▶ **Objective**: Show each line in the items below that contains the word "water", copied in full.

______________________________

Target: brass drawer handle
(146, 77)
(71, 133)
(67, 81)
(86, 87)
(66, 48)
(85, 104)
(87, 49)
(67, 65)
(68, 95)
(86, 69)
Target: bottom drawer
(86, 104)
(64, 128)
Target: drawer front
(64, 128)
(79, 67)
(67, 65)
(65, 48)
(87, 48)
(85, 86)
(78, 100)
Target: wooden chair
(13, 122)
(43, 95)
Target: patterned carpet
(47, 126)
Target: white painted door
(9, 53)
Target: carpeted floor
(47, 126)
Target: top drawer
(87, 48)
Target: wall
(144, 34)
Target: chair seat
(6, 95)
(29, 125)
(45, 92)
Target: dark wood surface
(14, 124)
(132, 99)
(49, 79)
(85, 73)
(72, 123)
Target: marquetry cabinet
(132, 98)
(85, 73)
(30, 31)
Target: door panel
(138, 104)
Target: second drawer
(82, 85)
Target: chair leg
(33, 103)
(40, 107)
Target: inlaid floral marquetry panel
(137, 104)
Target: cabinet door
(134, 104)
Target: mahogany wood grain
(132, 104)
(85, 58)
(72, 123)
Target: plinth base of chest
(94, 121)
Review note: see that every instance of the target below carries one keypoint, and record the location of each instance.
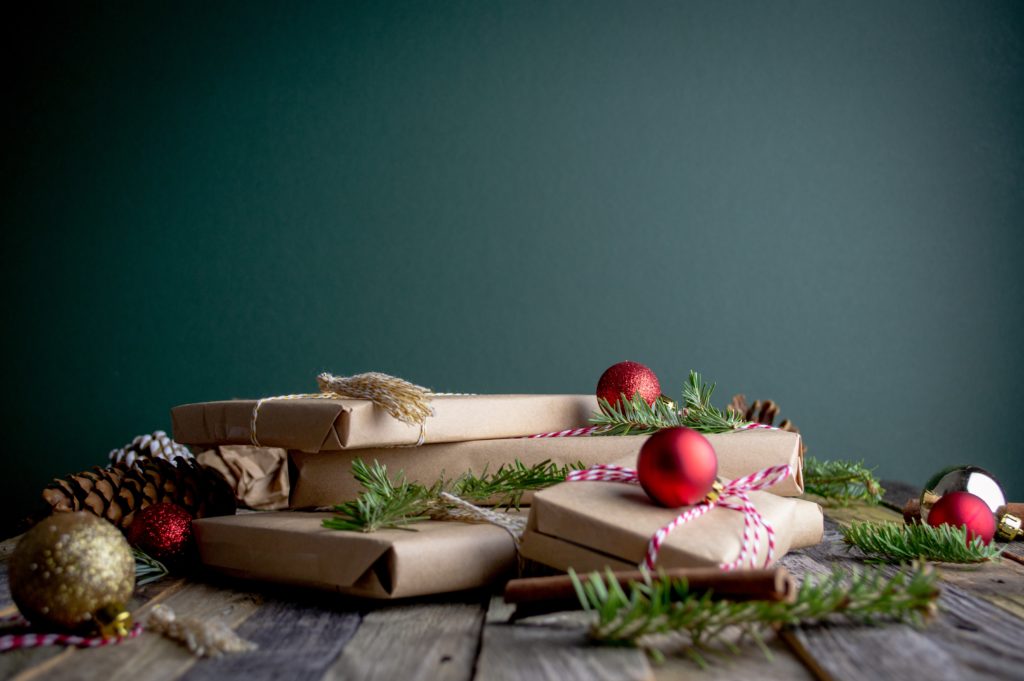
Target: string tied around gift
(403, 400)
(733, 495)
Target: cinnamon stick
(553, 594)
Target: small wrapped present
(325, 424)
(430, 557)
(590, 524)
(325, 478)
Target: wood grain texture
(298, 640)
(414, 641)
(530, 652)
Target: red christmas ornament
(628, 378)
(164, 531)
(962, 509)
(677, 467)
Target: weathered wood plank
(537, 652)
(750, 663)
(298, 640)
(414, 641)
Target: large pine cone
(152, 445)
(763, 412)
(117, 493)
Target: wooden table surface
(312, 635)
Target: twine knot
(403, 400)
(734, 496)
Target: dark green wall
(820, 203)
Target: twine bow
(733, 496)
(403, 400)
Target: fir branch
(386, 503)
(842, 481)
(507, 485)
(891, 542)
(700, 415)
(634, 416)
(382, 503)
(666, 605)
(147, 568)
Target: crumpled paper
(258, 474)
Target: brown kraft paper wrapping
(330, 425)
(432, 557)
(587, 525)
(325, 479)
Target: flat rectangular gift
(325, 478)
(430, 557)
(329, 425)
(590, 524)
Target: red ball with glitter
(164, 531)
(962, 509)
(677, 467)
(628, 378)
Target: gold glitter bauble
(70, 567)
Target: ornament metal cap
(717, 487)
(1009, 527)
(113, 621)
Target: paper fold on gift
(430, 557)
(330, 425)
(326, 478)
(257, 474)
(592, 524)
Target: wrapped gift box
(331, 425)
(587, 525)
(288, 547)
(325, 478)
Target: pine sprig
(666, 605)
(383, 502)
(635, 416)
(842, 481)
(891, 542)
(507, 484)
(147, 568)
(394, 503)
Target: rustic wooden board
(298, 639)
(536, 652)
(415, 640)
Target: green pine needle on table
(665, 605)
(892, 542)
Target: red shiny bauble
(967, 510)
(164, 531)
(677, 467)
(628, 378)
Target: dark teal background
(815, 202)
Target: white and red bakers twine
(29, 640)
(738, 488)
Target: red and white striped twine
(734, 496)
(22, 641)
(591, 430)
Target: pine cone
(763, 412)
(154, 445)
(117, 493)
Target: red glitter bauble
(628, 378)
(677, 467)
(962, 509)
(164, 531)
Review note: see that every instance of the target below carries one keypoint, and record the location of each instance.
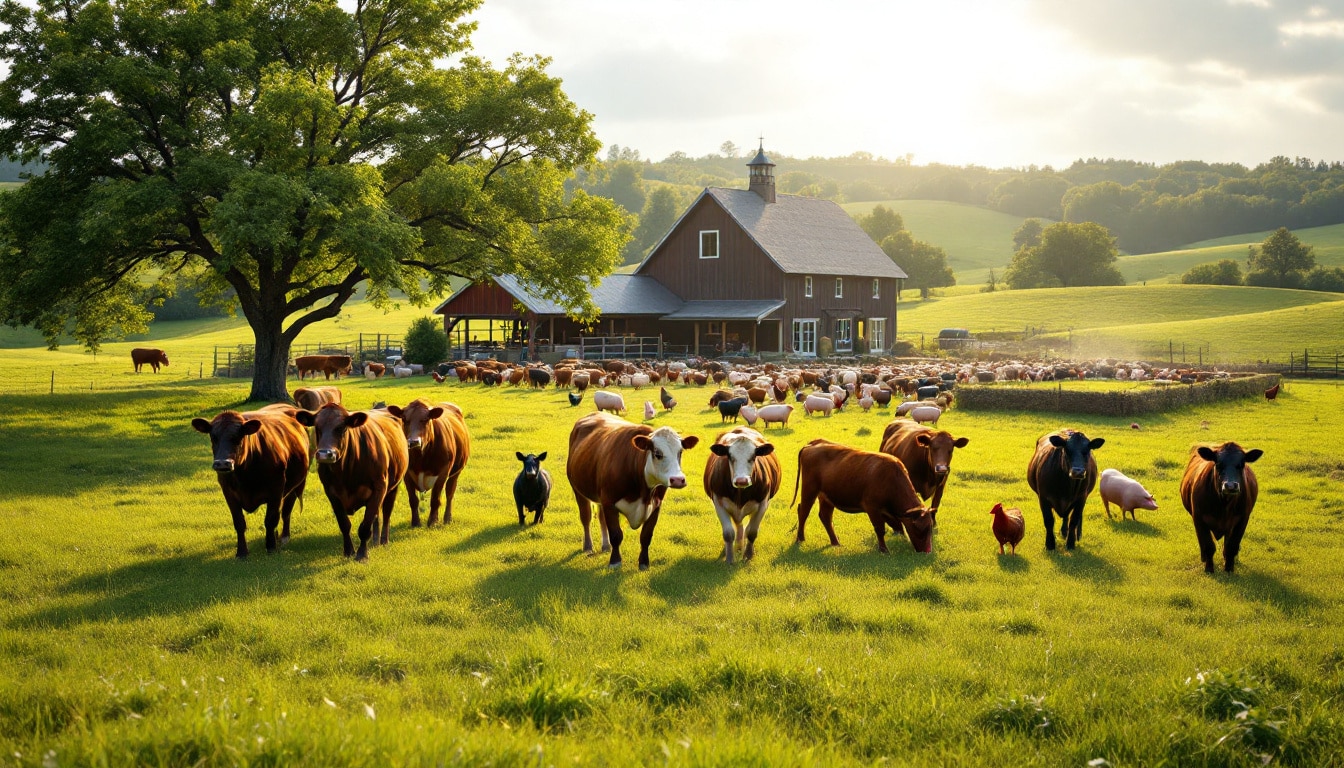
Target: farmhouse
(741, 271)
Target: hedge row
(1152, 398)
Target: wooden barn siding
(742, 269)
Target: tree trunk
(270, 371)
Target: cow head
(415, 418)
(741, 451)
(329, 427)
(531, 463)
(918, 523)
(1077, 451)
(663, 456)
(1230, 463)
(227, 433)
(940, 445)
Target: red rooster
(1008, 526)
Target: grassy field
(131, 636)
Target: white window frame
(718, 245)
(876, 335)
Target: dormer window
(708, 244)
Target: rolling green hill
(976, 240)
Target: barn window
(708, 244)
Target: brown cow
(626, 470)
(148, 357)
(926, 453)
(315, 397)
(1219, 492)
(854, 480)
(261, 457)
(741, 478)
(327, 365)
(438, 447)
(1063, 474)
(360, 459)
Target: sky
(988, 82)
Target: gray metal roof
(731, 310)
(807, 236)
(616, 295)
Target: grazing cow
(315, 397)
(147, 357)
(625, 468)
(741, 478)
(531, 487)
(926, 455)
(852, 480)
(1219, 492)
(261, 457)
(1063, 474)
(360, 460)
(438, 447)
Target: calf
(531, 487)
(1219, 492)
(854, 480)
(438, 447)
(1063, 474)
(360, 459)
(261, 457)
(741, 478)
(625, 468)
(926, 455)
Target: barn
(741, 272)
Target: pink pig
(1125, 492)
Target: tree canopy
(1069, 254)
(289, 151)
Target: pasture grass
(131, 636)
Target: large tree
(1067, 254)
(289, 149)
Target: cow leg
(647, 537)
(825, 513)
(612, 533)
(1048, 518)
(1206, 546)
(585, 518)
(729, 530)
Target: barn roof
(805, 236)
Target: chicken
(1008, 526)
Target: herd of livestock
(625, 470)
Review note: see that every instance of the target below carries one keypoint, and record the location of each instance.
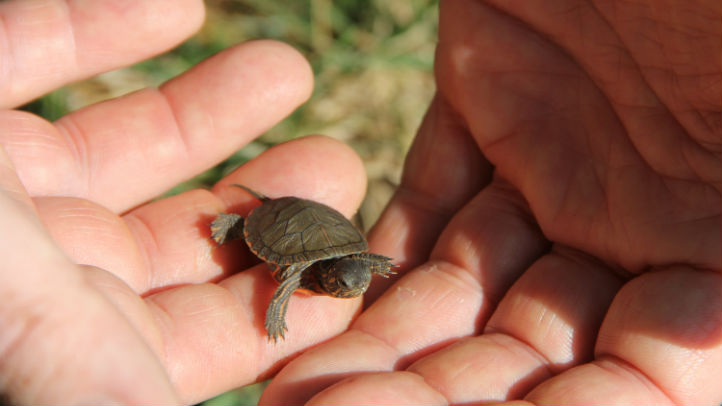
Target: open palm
(558, 220)
(107, 298)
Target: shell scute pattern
(285, 231)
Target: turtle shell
(289, 230)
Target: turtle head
(346, 277)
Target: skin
(584, 268)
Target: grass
(372, 62)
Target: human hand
(558, 219)
(152, 315)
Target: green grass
(372, 62)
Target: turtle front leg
(226, 227)
(276, 312)
(378, 264)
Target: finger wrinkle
(144, 237)
(183, 134)
(625, 370)
(76, 141)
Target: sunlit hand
(136, 322)
(558, 219)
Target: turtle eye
(351, 277)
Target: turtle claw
(276, 329)
(226, 227)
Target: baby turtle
(308, 246)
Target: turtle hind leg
(276, 312)
(226, 227)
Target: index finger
(48, 43)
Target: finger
(660, 343)
(167, 242)
(478, 256)
(398, 388)
(53, 42)
(49, 313)
(444, 169)
(204, 332)
(605, 160)
(125, 151)
(545, 324)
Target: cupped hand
(558, 221)
(107, 298)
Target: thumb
(60, 340)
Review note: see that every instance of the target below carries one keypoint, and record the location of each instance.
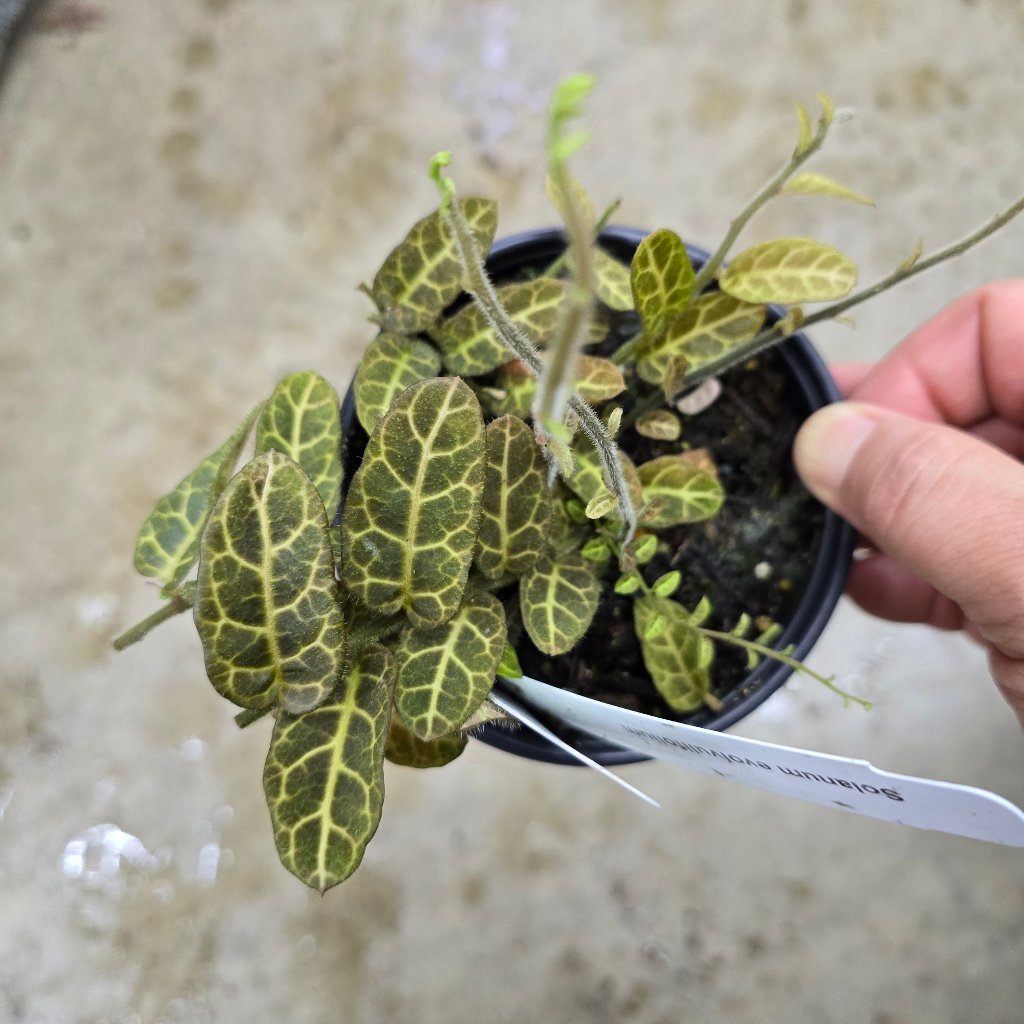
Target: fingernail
(826, 444)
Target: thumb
(947, 506)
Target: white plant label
(819, 778)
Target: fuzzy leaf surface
(678, 492)
(404, 748)
(413, 507)
(324, 775)
(390, 364)
(302, 421)
(423, 274)
(468, 342)
(444, 672)
(662, 279)
(168, 541)
(790, 270)
(677, 656)
(558, 598)
(515, 507)
(714, 326)
(266, 599)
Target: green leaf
(788, 270)
(302, 421)
(558, 598)
(810, 183)
(168, 542)
(678, 492)
(444, 672)
(266, 600)
(412, 510)
(662, 279)
(390, 364)
(422, 275)
(676, 655)
(715, 325)
(404, 748)
(598, 379)
(515, 506)
(324, 776)
(468, 342)
(611, 282)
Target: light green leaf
(302, 421)
(412, 510)
(598, 379)
(324, 776)
(422, 275)
(662, 279)
(444, 672)
(788, 270)
(468, 342)
(558, 599)
(390, 364)
(266, 601)
(676, 492)
(677, 656)
(714, 326)
(811, 183)
(168, 542)
(404, 748)
(515, 507)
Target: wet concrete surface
(190, 195)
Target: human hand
(925, 459)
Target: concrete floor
(190, 193)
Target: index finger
(963, 367)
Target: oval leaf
(390, 364)
(677, 492)
(168, 542)
(662, 279)
(324, 776)
(676, 655)
(714, 326)
(445, 672)
(423, 274)
(790, 270)
(406, 749)
(412, 510)
(515, 507)
(302, 421)
(558, 598)
(266, 601)
(468, 342)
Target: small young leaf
(168, 542)
(684, 493)
(266, 600)
(558, 599)
(412, 510)
(444, 672)
(788, 270)
(597, 379)
(406, 749)
(302, 421)
(423, 274)
(662, 280)
(324, 775)
(390, 364)
(677, 656)
(810, 183)
(515, 505)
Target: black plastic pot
(825, 581)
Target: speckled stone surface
(189, 195)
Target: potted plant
(532, 464)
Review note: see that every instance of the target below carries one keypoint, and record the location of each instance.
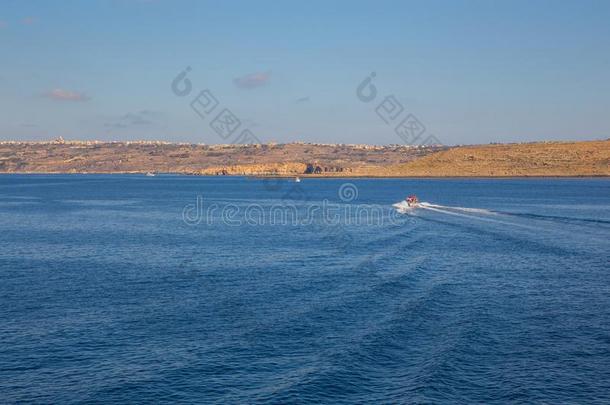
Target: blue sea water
(126, 288)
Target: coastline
(525, 160)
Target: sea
(188, 289)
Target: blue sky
(471, 72)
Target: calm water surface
(498, 292)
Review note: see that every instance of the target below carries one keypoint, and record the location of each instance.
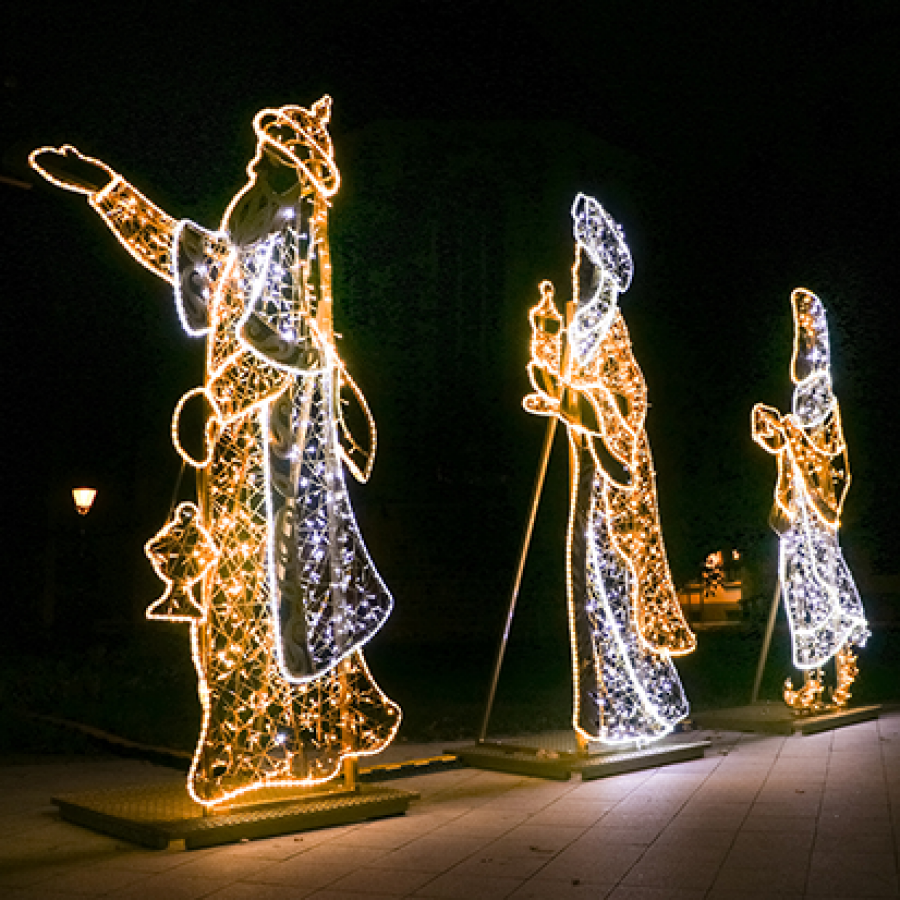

______________________________

▶ **Task result**:
Target: blue sea water
Target: calm water surface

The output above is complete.